(The input)
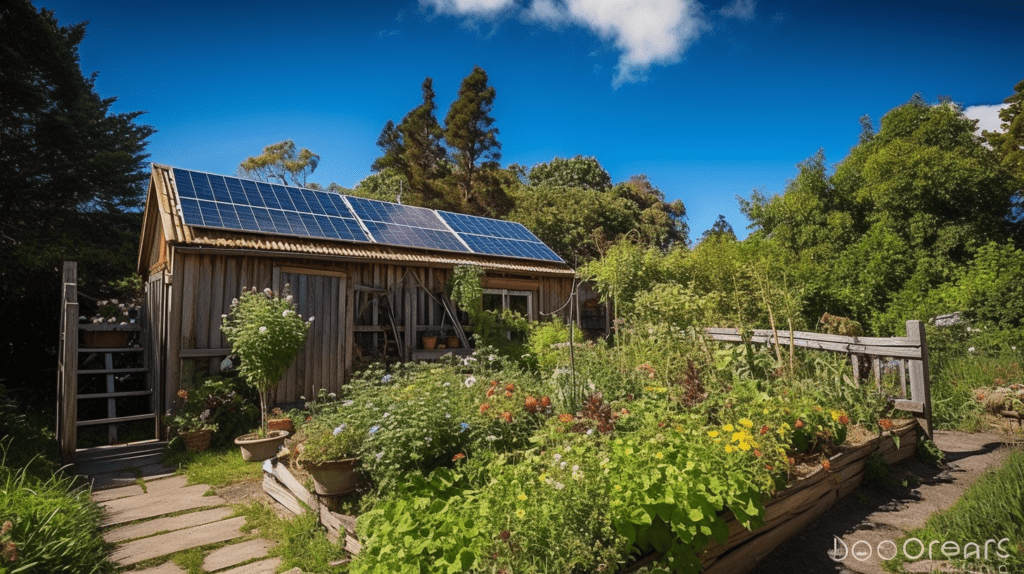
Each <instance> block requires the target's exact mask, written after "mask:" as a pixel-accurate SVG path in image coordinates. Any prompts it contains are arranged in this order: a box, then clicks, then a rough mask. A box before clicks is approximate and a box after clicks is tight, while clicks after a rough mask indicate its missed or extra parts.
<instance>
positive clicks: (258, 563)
mask: <svg viewBox="0 0 1024 574" xmlns="http://www.w3.org/2000/svg"><path fill="white" fill-rule="evenodd" d="M280 565H281V559H280V558H268V559H266V560H261V561H259V562H254V563H252V564H245V565H242V566H239V567H237V568H232V569H230V570H224V571H222V572H217V574H273V573H274V572H276V571H278V566H280Z"/></svg>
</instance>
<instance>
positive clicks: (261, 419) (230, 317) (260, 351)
mask: <svg viewBox="0 0 1024 574" xmlns="http://www.w3.org/2000/svg"><path fill="white" fill-rule="evenodd" d="M289 291H290V288H289V285H288V284H286V285H285V291H284V293H283V294H281V295H279V294H276V293H274V292H272V291H270V290H269V289H265V290H263V291H262V292H257V291H256V288H253V289H252V291H246V290H245V289H243V291H242V296H241V297H240V298H239V299H236V300H234V301H232V302H231V312H230V313H229V314H227V315H222V318H223V320H224V322H223V324H222V325H221V327H220V328H221V330H223V332H224V336H225V337H226V338H227V342H228V343H230V344H231V353H232V354H234V355H236V356H237V357H238V358H239V360H240V361H241V362H242V364H241V366H240V367H239V373H240V374H242V377H243V378H244V379H245V380H246V382H247V383H249V385H251V386H252V387H253V388H255V389H256V390H257V391H258V392H259V406H260V430H261V432H262V434H264V435H265V434H266V410H267V401H268V400H269V393H270V391H272V390H274V389H275V388H276V387H278V382H279V381H281V378H282V377H283V376H284V374H285V371H286V370H288V367H289V366H291V364H292V361H293V360H295V355H296V354H298V352H299V349H301V348H302V346H303V345H305V344H306V332H307V330H308V328H309V324H310V323H311V322H312V320H313V317H309V319H308V320H303V319H302V315H300V314H298V313H297V312H296V311H295V305H294V304H293V303H292V296H291V295H290V293H289Z"/></svg>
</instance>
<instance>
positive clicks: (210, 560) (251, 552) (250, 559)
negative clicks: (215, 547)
mask: <svg viewBox="0 0 1024 574" xmlns="http://www.w3.org/2000/svg"><path fill="white" fill-rule="evenodd" d="M271 547H273V542H271V541H269V540H264V539H263V538H256V539H255V540H246V541H245V542H239V543H238V544H230V545H228V546H224V547H222V548H217V549H216V550H213V551H212V553H210V554H209V555H208V556H207V557H206V559H205V560H204V561H203V570H207V571H210V572H213V571H214V570H220V569H222V568H227V567H229V566H236V565H238V564H242V563H243V562H246V561H247V560H252V559H254V558H263V557H265V556H266V553H267V550H269V549H270V548H271Z"/></svg>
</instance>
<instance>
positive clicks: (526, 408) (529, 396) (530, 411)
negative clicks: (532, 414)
mask: <svg viewBox="0 0 1024 574" xmlns="http://www.w3.org/2000/svg"><path fill="white" fill-rule="evenodd" d="M524 406H525V407H526V411H527V412H537V399H536V398H534V397H530V396H527V397H526V401H525V403H524Z"/></svg>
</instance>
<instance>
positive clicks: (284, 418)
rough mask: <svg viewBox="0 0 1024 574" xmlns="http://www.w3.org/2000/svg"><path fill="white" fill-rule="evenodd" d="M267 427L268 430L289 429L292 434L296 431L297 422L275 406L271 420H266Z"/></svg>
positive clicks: (287, 430) (280, 429) (272, 410)
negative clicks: (295, 422)
mask: <svg viewBox="0 0 1024 574" xmlns="http://www.w3.org/2000/svg"><path fill="white" fill-rule="evenodd" d="M266 428H267V430H268V431H287V432H288V434H290V435H291V434H292V433H294V432H295V423H293V422H292V417H291V416H288V415H286V414H285V413H284V412H283V411H282V410H281V409H280V408H273V409H271V410H270V420H269V421H267V422H266Z"/></svg>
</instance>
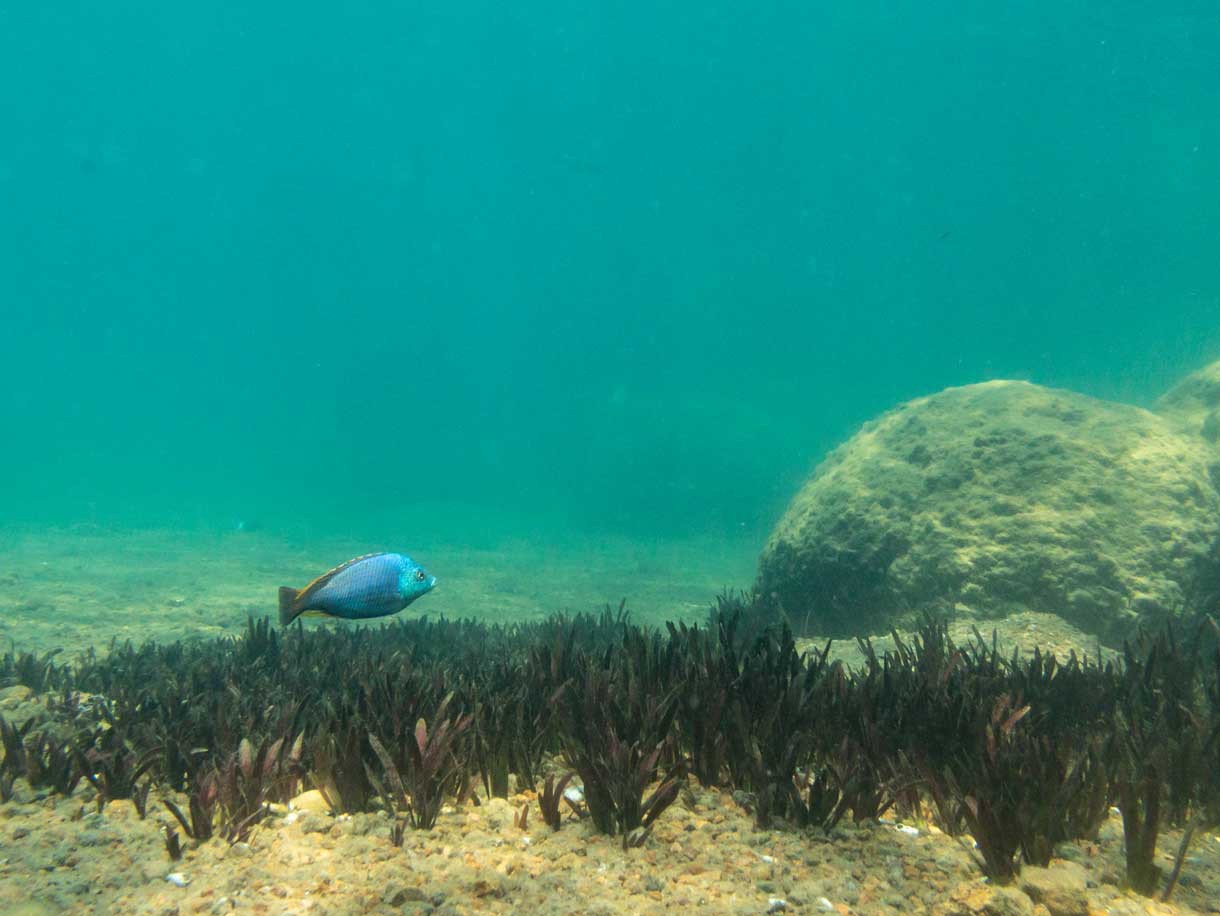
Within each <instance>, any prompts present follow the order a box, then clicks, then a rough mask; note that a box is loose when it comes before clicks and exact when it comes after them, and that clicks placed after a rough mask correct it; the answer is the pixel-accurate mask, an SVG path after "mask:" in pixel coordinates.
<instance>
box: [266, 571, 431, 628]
mask: <svg viewBox="0 0 1220 916" xmlns="http://www.w3.org/2000/svg"><path fill="white" fill-rule="evenodd" d="M436 584H437V577H436V576H432V574H431V573H428V572H427V571H426V570H425V568H423V567H422V566H420V565H418V564H417V562H415V560H412V559H411V557H409V556H404V555H403V554H367V555H365V556H357V557H356V559H355V560H348V562H345V564H343V565H342V566H336V567H334V568H333V570H331V571H329V572H325V573H322V574H321V576H318V577H317V578H316V579H314V581H312V582H311V583H309V584H307V585H306V587H305V588H301V589H296V588H292V587H290V585H282V587H281V588H279V623H281V624H282V626H288V624H289V623H292V622H293V621H294V620H296V618H298V617H299V616H301V615H303V614H305V615H309V616H314V615H321V616H325V617H345V618H348V620H361V618H365V617H384V616H386V615H389V614H398V612H399V611H401V610H403V609H404V607H406V606H407V605H409V604H411V601H414V600H415V599H416V598H420V596H421V595H425V594H427V593H428V592H431V590H432V587H433V585H436Z"/></svg>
(End The input)
-- How to complete this task --
All lines from the start of the entries above through the line containing "positive clicks: (210, 560)" are to be given again exactly; the pictures are not.

-- Answer space --
Each <instance> block requires the target's exact mask, written after "mask:" as a pixel-accurate SVG path in image coordinates. Any prompts it contains are arranged in this order: a box, then clicks, then a rough mask. A box before clicks is approximate and a box after clicks is tight, while clicks after a rough mask indicate its missed or extra parts.
<instance>
positive clicks: (258, 563)
mask: <svg viewBox="0 0 1024 574" xmlns="http://www.w3.org/2000/svg"><path fill="white" fill-rule="evenodd" d="M280 565H281V559H280V558H268V559H266V560H261V561H259V562H254V563H252V564H245V565H242V566H239V567H237V568H232V569H230V570H224V571H222V572H217V574H273V573H274V572H276V571H278V566H280Z"/></svg>
</instance>
<instance>
positive clicks: (261, 419) (230, 317) (260, 351)
mask: <svg viewBox="0 0 1024 574" xmlns="http://www.w3.org/2000/svg"><path fill="white" fill-rule="evenodd" d="M289 291H290V288H289V285H288V284H286V285H285V291H284V293H283V294H281V295H279V294H276V293H274V292H272V291H270V290H269V289H265V290H263V291H262V292H257V291H256V288H253V289H252V291H246V290H245V289H243V291H242V296H241V297H240V298H239V299H236V300H234V301H232V302H231V312H230V313H229V314H227V315H222V318H223V320H224V322H223V324H222V325H221V327H220V328H221V330H223V332H224V336H225V337H226V338H227V342H228V343H230V344H231V353H232V354H234V355H236V356H237V357H238V358H239V360H240V361H241V362H242V364H241V366H240V367H239V373H240V374H242V377H243V378H244V379H245V380H246V382H247V383H249V385H251V386H252V387H253V388H255V389H256V390H257V391H258V392H259V406H260V430H261V432H262V434H264V435H265V434H266V410H267V401H268V400H269V393H270V391H272V390H274V389H275V388H276V387H278V382H279V381H281V378H282V377H283V376H284V374H285V371H286V370H288V367H289V366H291V364H292V361H293V360H295V355H296V354H298V352H299V349H301V348H302V346H303V345H305V344H306V332H307V330H308V328H309V324H310V323H311V322H312V320H313V317H309V319H308V320H303V319H302V315H300V314H298V313H297V312H296V311H295V305H294V304H293V303H292V296H291V295H290V293H289Z"/></svg>
</instance>
<instance>
positive clicks: (210, 560) (251, 552) (250, 559)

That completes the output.